• [What this task involves]:
Please quote exactly the opening lines of the data, from the first line to the one where "Target: red corrugated roof" appears.

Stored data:
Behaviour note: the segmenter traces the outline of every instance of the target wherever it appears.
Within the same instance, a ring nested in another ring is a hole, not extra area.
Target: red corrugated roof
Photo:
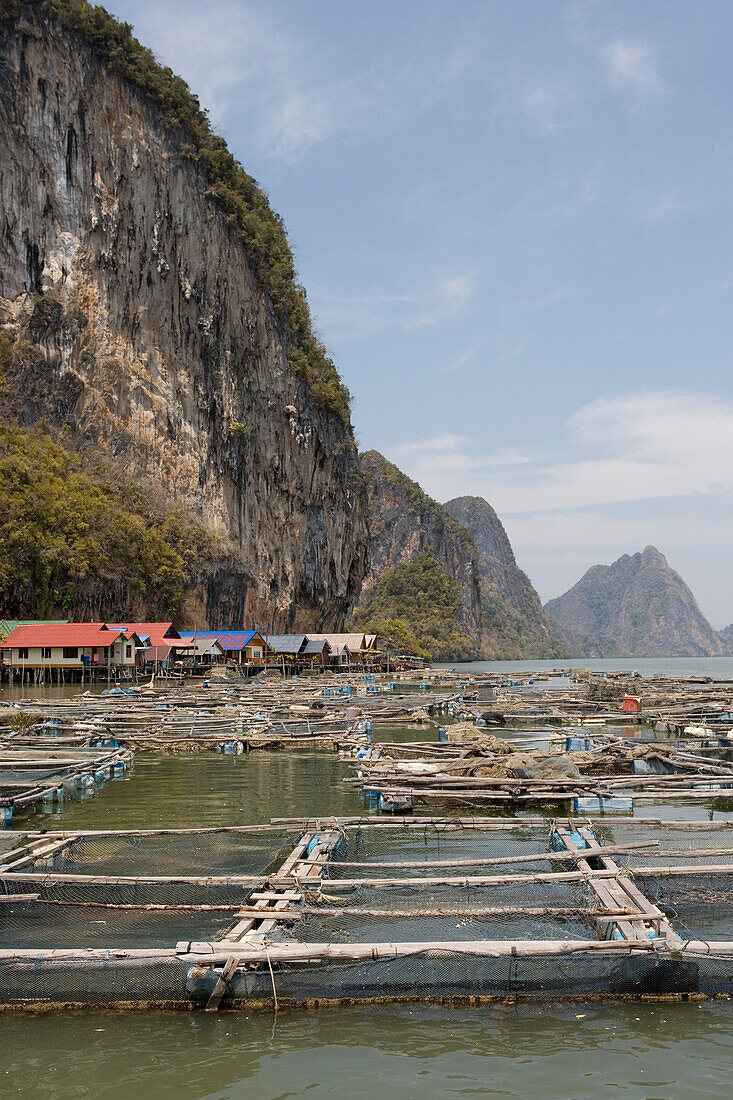
[[[18,646],[89,646],[112,645],[123,631],[107,629],[105,623],[46,623],[37,626],[16,626],[0,643],[2,649]]]
[[[108,624],[112,627],[113,624]],[[173,623],[114,623],[115,630],[134,630],[139,638],[150,639],[151,646],[170,646],[174,649],[190,649],[185,642],[177,644],[180,634]]]

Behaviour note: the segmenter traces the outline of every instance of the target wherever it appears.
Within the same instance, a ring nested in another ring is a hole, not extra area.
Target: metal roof
[[[265,641],[276,653],[300,653],[309,638],[307,634],[265,634]]]
[[[173,623],[110,623],[110,630],[134,630],[139,638],[149,638],[153,646],[172,645],[174,649],[189,648],[176,645],[180,634]]]
[[[303,647],[303,656],[310,657],[313,653],[323,653],[324,649],[331,652],[331,647],[325,638],[311,638],[305,643]]]
[[[253,638],[262,638],[262,635],[257,630],[182,630],[181,637],[192,638],[195,641],[200,638],[211,638],[217,641],[222,649],[237,652],[251,645]],[[265,644],[264,638],[262,638],[262,644]]]
[[[0,642],[3,649],[18,646],[89,646],[112,645],[120,635],[120,627],[107,627],[105,623],[43,623],[16,626],[7,638]]]
[[[217,633],[213,635],[213,637],[216,638],[222,649],[236,651],[244,649],[245,646],[251,644],[253,638],[260,638],[261,635],[256,630],[243,630],[239,632],[230,631],[228,634]],[[257,643],[255,642],[255,645],[256,644]],[[262,639],[262,644],[265,644],[264,638]]]
[[[365,634],[309,634],[309,638],[325,638],[333,649],[337,645],[348,646],[350,653],[356,653],[360,649],[369,648],[365,644]]]
[[[179,634],[182,638],[216,638],[222,649],[244,649],[252,638],[262,638],[264,645],[259,630],[180,630]]]

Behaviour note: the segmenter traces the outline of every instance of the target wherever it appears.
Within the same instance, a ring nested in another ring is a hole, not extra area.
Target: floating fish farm
[[[731,830],[365,818],[6,834],[0,1003],[727,996]]]
[[[0,1007],[733,994],[733,685],[656,685],[667,716],[629,717],[582,676],[373,679],[6,706]],[[259,747],[339,751],[363,813],[57,828],[133,750]]]

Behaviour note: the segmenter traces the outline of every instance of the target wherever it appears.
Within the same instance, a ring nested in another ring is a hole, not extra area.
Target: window
[[[261,649],[253,649],[252,650],[252,656],[253,657],[261,657],[262,656],[262,650]]]
[[[21,646],[18,650],[18,657],[21,661],[28,660],[28,646]]]
[[[125,646],[125,657],[127,657],[128,660],[129,660],[130,657],[132,657],[132,646],[131,645],[126,645]]]
[[[79,649],[78,649],[77,646],[75,646],[75,645],[65,645],[64,646],[64,657],[67,660],[70,660],[72,657],[78,657],[78,656],[79,656]]]
[[[50,645],[45,645],[43,647],[43,649],[41,650],[41,657],[43,658],[44,661],[50,661],[51,660],[51,646]]]

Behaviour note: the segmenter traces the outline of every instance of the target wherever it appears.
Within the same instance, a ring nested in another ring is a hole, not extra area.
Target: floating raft
[[[358,751],[356,776],[345,782],[370,805],[396,813],[436,802],[554,803],[581,814],[632,813],[635,802],[733,797],[733,764],[671,745],[586,739],[582,750],[518,751],[517,742],[489,735],[469,746],[406,748]]]
[[[107,780],[124,776],[133,759],[121,748],[0,747],[0,824],[8,828],[23,812],[88,797]]]
[[[328,818],[9,840],[6,1007],[733,992],[729,821]]]

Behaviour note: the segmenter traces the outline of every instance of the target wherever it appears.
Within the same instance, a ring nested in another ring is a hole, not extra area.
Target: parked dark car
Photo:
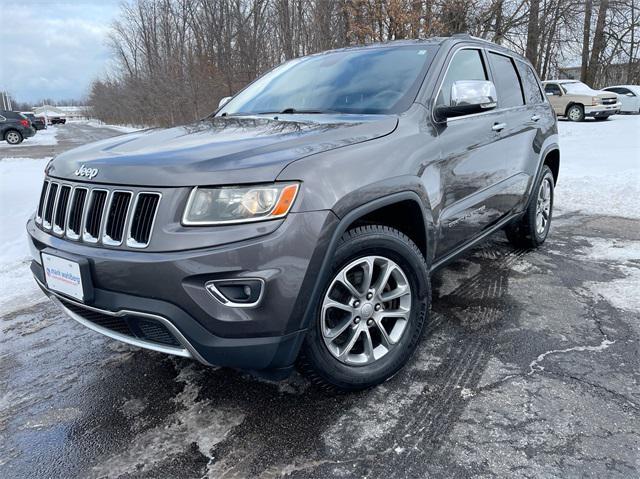
[[[52,125],[64,125],[67,122],[66,118],[59,116],[52,116],[50,120]]]
[[[17,111],[0,110],[0,139],[17,145],[35,134],[36,130],[26,116]]]
[[[44,130],[47,128],[47,122],[43,116],[36,116],[31,112],[21,112],[21,114],[31,122],[31,126],[33,126],[36,130]]]
[[[109,337],[363,389],[416,348],[434,271],[503,228],[545,241],[559,161],[533,68],[501,46],[321,53],[198,123],[57,156],[31,270]]]

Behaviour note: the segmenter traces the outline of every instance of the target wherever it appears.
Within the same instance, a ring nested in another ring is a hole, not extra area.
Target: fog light
[[[264,280],[259,278],[216,279],[205,287],[222,304],[234,308],[255,307],[264,294]]]

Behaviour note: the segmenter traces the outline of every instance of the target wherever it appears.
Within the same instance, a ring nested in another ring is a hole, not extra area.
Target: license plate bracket
[[[93,300],[89,261],[81,256],[46,248],[40,253],[47,288],[75,301]]]

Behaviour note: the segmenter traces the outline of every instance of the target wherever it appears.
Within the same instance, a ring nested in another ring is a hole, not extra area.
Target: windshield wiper
[[[322,115],[324,113],[342,113],[336,110],[298,110],[297,108],[285,108],[280,111],[261,111],[258,115]]]

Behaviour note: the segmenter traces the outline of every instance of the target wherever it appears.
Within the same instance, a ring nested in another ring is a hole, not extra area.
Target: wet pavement
[[[327,396],[104,338],[32,284],[0,317],[0,477],[638,477],[639,290],[638,220],[565,212],[537,251],[496,235],[433,278],[407,367]]]
[[[638,477],[640,222],[566,215],[434,278],[410,364],[324,395],[101,337],[50,302],[0,322],[2,477]]]

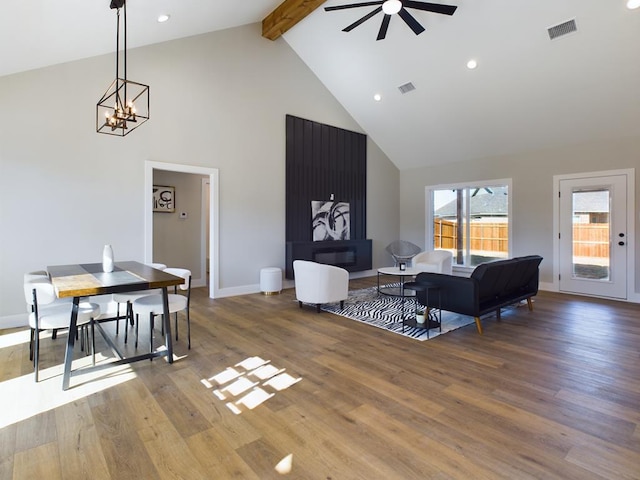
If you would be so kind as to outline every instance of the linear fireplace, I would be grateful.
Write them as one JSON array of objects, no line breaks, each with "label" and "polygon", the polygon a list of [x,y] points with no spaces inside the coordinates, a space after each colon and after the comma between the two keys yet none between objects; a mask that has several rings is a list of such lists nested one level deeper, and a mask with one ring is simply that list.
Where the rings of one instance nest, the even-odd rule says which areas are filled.
[{"label": "linear fireplace", "polygon": [[293,261],[309,260],[342,267],[349,272],[371,269],[371,240],[287,242],[286,278],[293,278]]},{"label": "linear fireplace", "polygon": [[357,249],[355,247],[323,248],[313,252],[313,261],[338,267],[351,267],[356,264]]}]

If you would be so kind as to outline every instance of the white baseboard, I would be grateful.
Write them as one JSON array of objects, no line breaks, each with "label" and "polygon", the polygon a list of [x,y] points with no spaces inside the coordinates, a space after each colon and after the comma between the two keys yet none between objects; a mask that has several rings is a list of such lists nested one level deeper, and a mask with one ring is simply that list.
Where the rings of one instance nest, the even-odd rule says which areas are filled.
[{"label": "white baseboard", "polygon": [[538,289],[544,290],[545,292],[557,292],[558,286],[555,283],[540,282],[538,283]]},{"label": "white baseboard", "polygon": [[29,326],[28,313],[17,313],[15,315],[5,315],[4,317],[0,317],[0,329],[27,326]]},{"label": "white baseboard", "polygon": [[219,288],[216,292],[216,298],[236,297],[238,295],[249,295],[250,293],[259,293],[260,285],[241,285],[239,287]]}]

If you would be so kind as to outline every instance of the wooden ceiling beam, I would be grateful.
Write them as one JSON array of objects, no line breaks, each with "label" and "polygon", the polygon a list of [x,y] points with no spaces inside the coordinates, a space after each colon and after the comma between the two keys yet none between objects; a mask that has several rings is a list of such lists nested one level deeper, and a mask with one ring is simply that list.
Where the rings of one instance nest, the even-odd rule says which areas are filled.
[{"label": "wooden ceiling beam", "polygon": [[262,20],[262,36],[269,40],[279,38],[284,32],[305,18],[326,0],[284,0]]}]

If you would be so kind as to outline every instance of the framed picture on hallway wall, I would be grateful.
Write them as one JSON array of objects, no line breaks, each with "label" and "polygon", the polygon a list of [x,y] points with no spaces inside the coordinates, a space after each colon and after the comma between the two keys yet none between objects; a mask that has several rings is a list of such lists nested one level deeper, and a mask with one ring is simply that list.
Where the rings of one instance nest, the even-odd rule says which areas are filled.
[{"label": "framed picture on hallway wall", "polygon": [[169,213],[176,211],[175,187],[166,185],[153,186],[153,211]]}]

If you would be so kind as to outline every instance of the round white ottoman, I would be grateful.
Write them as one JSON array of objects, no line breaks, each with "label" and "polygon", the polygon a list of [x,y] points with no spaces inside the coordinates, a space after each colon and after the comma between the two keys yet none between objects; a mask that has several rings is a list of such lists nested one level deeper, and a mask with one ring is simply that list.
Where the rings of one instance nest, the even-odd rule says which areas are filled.
[{"label": "round white ottoman", "polygon": [[265,295],[278,295],[282,291],[282,270],[278,267],[261,269],[260,291]]}]

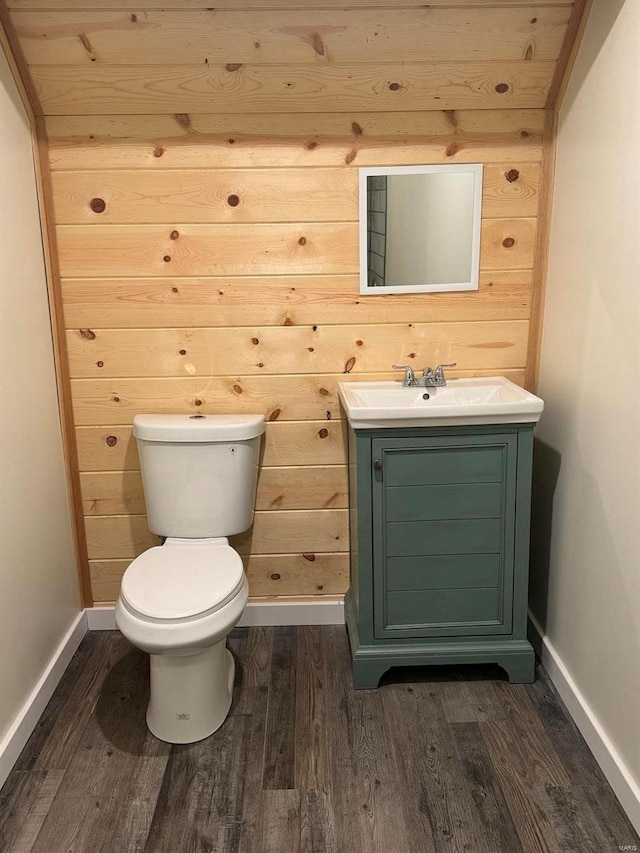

• [Completed task]:
Behaviour note: the segmenter traces the outline of every instance of the target wherever it appears.
Within the same instance, a ring nested in another ring is a hole, not extra area.
Target: red corrugated roof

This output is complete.